■ GIVEN EXERCISE
Set out every line of the records below as a numbered list, omitting any blank lines.
# Start of GIVEN RECORDS
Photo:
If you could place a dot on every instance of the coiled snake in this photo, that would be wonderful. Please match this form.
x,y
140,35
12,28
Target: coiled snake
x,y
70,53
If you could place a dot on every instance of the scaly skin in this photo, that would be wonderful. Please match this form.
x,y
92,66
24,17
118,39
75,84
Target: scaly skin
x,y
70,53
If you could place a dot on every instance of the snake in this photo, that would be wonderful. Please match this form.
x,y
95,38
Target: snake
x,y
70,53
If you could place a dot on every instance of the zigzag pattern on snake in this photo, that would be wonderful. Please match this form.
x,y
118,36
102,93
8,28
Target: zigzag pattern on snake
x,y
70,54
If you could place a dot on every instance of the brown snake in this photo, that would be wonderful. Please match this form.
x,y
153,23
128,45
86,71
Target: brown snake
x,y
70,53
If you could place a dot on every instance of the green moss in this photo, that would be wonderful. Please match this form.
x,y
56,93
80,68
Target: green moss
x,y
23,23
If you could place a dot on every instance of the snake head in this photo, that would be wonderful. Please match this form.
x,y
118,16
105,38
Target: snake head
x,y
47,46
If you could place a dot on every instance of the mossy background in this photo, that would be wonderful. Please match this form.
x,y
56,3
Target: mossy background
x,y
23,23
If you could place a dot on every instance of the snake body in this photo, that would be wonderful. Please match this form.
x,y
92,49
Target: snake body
# End of GIVEN RECORDS
■ SOLUTION BELOW
1. Photo:
2. If you could place a dot on every instance of the coiled snake in this photo, that would be wonderful. Please match this form.
3. x,y
4. 140,35
5. 12,28
6. Target: coiled snake
7. x,y
8. 70,53
9. If you could place a dot on every instance of the scaly skin in this photo, that would be wonderful. Please match this form.
10. x,y
11. 92,66
12. 24,17
13. 118,39
14. 75,84
15. Target: scaly skin
16. x,y
17. 70,53
18. If you could place a dot on every instance of the snake in this photo, that would be wonderful. Please match this form.
19. x,y
20. 95,38
21. Target: snake
22. x,y
23. 70,53
24. If you could place a dot on every instance of the zigzag pattern on snake in this photo, that would be wonderful. Please match this form.
25. x,y
26. 118,36
27. 102,93
28. 8,28
29. Target: zigzag pattern on snake
30. x,y
31. 70,54
32. If you could place a dot on every instance of the brown snake in this photo, that would be wonderful. Please match this form.
33. x,y
34. 153,23
35. 128,45
36. 86,71
37. Target: brown snake
38. x,y
39. 70,53
40. If you could place a dot on every instance of the green moss in this photo, that would be wonderful. Please match this form.
41. x,y
42. 56,93
43. 80,68
44. Target: green moss
45. x,y
46. 23,23
47. If you could place a dot on every instance of the snake head in this photo, that would be wonderful. Please match this form.
48. x,y
49. 118,16
50. 105,38
51. Target: snake head
52. x,y
53. 47,46
54. If you could place a dot on every instance of the mossy background in this photo, that would be wonderful. Please match this form.
55. x,y
56. 56,3
57. Target: mossy background
58. x,y
59. 23,23
60. If you could place a dot on every instance of the snake body in this photo, that would be wonderful. Please match this form.
61. x,y
62. 92,49
63. Target: snake body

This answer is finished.